Reproduce the entries word for word, starting at the line that has "the white line" and stopping after the line that has "[442,201,455,212]". Include both of those lines and nothing else.

| Records provided |
-- begin --
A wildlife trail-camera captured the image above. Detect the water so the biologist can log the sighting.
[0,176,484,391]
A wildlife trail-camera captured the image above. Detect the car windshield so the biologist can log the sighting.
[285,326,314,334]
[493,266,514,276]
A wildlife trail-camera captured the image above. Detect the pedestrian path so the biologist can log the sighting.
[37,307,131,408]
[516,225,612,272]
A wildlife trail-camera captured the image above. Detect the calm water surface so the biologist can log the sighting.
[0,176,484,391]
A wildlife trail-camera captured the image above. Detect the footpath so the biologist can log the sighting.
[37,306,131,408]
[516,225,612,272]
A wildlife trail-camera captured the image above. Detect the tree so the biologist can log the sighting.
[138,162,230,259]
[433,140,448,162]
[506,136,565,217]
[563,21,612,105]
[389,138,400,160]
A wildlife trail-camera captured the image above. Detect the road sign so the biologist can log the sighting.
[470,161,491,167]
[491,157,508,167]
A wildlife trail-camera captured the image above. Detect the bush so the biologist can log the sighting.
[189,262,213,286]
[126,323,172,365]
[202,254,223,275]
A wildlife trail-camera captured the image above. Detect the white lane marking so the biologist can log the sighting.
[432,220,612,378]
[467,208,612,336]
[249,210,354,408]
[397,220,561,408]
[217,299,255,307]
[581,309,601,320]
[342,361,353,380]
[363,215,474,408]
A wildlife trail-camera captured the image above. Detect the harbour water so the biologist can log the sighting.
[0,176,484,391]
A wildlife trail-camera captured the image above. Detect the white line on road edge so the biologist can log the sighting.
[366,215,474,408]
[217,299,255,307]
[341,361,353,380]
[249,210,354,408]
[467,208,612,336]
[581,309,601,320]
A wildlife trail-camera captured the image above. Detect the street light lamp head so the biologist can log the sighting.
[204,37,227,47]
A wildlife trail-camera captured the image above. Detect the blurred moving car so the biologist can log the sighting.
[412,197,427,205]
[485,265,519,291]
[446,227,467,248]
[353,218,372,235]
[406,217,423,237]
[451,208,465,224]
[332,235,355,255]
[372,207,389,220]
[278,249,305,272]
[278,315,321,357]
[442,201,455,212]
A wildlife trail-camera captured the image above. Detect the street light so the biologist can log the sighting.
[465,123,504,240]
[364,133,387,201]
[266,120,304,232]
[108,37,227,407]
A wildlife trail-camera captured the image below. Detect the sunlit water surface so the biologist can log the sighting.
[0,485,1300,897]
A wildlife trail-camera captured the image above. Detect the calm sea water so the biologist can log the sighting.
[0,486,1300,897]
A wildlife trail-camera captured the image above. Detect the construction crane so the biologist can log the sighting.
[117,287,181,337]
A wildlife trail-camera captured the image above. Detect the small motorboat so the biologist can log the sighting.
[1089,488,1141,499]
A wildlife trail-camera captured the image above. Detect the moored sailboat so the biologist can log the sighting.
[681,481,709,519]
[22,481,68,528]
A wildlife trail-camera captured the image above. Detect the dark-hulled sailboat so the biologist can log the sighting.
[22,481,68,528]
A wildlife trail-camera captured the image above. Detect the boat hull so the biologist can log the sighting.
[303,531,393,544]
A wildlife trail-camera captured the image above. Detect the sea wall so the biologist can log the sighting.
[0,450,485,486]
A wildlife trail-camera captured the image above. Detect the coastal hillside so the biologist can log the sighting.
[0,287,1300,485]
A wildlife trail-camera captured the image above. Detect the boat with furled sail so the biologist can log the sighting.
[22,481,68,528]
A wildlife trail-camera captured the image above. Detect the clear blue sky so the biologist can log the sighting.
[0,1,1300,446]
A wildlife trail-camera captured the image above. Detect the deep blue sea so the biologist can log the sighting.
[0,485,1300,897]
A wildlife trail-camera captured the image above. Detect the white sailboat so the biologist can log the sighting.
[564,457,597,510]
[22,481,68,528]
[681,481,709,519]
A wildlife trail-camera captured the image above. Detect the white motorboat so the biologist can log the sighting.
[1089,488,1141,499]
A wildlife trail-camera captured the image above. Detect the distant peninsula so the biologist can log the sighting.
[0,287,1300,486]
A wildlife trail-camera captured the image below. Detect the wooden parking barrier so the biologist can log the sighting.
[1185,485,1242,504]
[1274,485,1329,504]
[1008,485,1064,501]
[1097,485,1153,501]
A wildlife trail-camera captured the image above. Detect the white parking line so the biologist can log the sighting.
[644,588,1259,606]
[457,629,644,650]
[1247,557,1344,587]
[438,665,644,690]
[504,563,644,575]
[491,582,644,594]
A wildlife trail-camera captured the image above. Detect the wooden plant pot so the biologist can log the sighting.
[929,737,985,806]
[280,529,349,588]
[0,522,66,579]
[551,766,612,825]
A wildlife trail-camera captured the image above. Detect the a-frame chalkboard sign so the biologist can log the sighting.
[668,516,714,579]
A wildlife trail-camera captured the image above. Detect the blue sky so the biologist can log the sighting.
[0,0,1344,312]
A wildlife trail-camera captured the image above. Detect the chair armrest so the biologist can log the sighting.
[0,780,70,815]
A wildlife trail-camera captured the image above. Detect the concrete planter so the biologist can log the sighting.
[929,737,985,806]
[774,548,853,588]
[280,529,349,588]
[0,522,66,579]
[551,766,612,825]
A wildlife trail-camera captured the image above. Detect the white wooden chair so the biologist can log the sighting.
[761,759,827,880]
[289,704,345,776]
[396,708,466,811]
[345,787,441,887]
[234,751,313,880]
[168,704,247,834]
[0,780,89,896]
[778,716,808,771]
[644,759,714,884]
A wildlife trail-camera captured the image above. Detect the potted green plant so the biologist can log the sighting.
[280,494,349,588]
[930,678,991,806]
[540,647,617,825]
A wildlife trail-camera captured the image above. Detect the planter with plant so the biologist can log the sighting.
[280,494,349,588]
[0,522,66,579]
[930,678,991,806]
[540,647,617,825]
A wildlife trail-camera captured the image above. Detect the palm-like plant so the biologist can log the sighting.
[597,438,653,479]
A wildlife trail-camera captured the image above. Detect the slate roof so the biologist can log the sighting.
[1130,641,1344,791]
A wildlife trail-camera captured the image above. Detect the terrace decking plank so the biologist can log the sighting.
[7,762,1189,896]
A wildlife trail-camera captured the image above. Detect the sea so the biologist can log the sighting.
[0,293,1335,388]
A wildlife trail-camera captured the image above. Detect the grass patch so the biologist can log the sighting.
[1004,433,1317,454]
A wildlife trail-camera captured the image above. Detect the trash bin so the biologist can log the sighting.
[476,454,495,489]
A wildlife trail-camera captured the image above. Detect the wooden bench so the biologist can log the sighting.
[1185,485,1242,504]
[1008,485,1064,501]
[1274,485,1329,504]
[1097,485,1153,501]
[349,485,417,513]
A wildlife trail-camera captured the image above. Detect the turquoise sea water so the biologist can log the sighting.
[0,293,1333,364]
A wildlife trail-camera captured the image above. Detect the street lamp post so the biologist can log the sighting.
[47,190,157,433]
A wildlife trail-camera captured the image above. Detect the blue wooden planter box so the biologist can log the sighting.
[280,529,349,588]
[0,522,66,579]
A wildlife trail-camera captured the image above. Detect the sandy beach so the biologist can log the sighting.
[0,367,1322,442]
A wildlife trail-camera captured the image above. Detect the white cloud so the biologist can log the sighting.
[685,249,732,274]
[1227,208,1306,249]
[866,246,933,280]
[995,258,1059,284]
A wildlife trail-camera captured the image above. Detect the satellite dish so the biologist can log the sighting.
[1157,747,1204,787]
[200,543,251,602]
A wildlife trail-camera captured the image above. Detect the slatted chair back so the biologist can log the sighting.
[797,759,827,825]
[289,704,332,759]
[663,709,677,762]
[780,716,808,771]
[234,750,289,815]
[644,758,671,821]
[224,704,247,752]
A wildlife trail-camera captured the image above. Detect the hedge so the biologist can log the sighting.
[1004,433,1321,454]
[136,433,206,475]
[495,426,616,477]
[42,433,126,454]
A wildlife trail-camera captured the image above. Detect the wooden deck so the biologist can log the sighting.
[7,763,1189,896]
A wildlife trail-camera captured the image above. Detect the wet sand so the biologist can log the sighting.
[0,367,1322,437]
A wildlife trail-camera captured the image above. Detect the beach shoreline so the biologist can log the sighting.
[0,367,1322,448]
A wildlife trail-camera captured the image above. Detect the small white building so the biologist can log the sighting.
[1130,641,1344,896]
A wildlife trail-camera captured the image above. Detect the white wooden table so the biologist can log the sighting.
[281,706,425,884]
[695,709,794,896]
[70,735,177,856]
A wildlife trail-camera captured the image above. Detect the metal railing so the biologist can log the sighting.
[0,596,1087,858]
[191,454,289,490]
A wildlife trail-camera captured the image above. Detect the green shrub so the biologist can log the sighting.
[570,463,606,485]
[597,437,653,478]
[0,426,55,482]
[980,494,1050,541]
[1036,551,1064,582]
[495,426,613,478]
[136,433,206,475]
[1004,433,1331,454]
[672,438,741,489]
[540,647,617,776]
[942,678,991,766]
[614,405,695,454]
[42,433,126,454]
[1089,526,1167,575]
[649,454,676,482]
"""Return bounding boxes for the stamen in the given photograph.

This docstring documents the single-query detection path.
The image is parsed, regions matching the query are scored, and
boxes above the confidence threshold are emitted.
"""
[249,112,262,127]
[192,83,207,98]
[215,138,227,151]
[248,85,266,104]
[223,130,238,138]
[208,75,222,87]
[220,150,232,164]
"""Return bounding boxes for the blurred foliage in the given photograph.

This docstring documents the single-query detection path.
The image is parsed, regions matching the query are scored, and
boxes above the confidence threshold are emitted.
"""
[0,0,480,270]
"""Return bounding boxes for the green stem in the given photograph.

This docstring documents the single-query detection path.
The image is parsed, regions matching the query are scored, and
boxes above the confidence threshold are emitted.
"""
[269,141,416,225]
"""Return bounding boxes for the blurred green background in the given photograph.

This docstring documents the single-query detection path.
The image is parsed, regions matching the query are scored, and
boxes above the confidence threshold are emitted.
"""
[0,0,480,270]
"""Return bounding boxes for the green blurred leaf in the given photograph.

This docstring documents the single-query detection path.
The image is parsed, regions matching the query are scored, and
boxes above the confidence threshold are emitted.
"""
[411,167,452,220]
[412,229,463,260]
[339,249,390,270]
-- end --
| Result |
A wildlife trail-camera captured the image above. Detect the white line on road edge so the biologist can log the sighting.
[366,215,474,408]
[217,299,255,307]
[341,361,353,380]
[249,210,354,408]
[467,208,612,336]
[581,309,601,320]
A wildlife trail-camera captured the image above. Detect the street light lamp head so the biologist can log the sighting.
[204,37,227,47]
A wildlife trail-camera captured the image above. Detect the blurred moving car so the biologist can log the sighting.
[412,197,427,205]
[485,265,519,291]
[446,227,467,248]
[353,218,372,235]
[406,217,423,237]
[451,208,465,224]
[332,235,355,255]
[372,207,389,220]
[278,249,305,272]
[278,315,321,357]
[442,201,455,212]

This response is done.